====== MATERIAL ======

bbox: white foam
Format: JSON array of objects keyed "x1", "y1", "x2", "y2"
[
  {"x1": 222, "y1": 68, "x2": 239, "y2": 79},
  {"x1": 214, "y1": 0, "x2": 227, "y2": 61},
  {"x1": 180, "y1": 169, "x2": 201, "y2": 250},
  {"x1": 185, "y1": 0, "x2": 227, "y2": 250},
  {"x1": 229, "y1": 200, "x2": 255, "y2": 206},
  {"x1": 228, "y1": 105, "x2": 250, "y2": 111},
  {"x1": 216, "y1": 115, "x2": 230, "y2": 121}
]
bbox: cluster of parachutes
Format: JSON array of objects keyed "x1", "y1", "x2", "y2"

======

# [PROBLEM REQUIREMENTS]
Render every line of the rows above as a numbered list, omitting blank lines.

# [EXERCISE OUTPUT]
1. bbox: white foam
2. Format: JSON array of objects keyed "x1", "y1", "x2", "y2"
3. [
4.   {"x1": 222, "y1": 68, "x2": 239, "y2": 79},
5.   {"x1": 214, "y1": 0, "x2": 227, "y2": 61},
6.   {"x1": 180, "y1": 169, "x2": 201, "y2": 250},
7.   {"x1": 185, "y1": 0, "x2": 227, "y2": 250},
8.   {"x1": 229, "y1": 200, "x2": 255, "y2": 206},
9.   {"x1": 228, "y1": 105, "x2": 250, "y2": 111},
10.   {"x1": 216, "y1": 115, "x2": 230, "y2": 121}
11. ]
12. bbox: cluster of parachutes
13. Format: JSON array of objects keyed "x1", "y1", "x2", "y2"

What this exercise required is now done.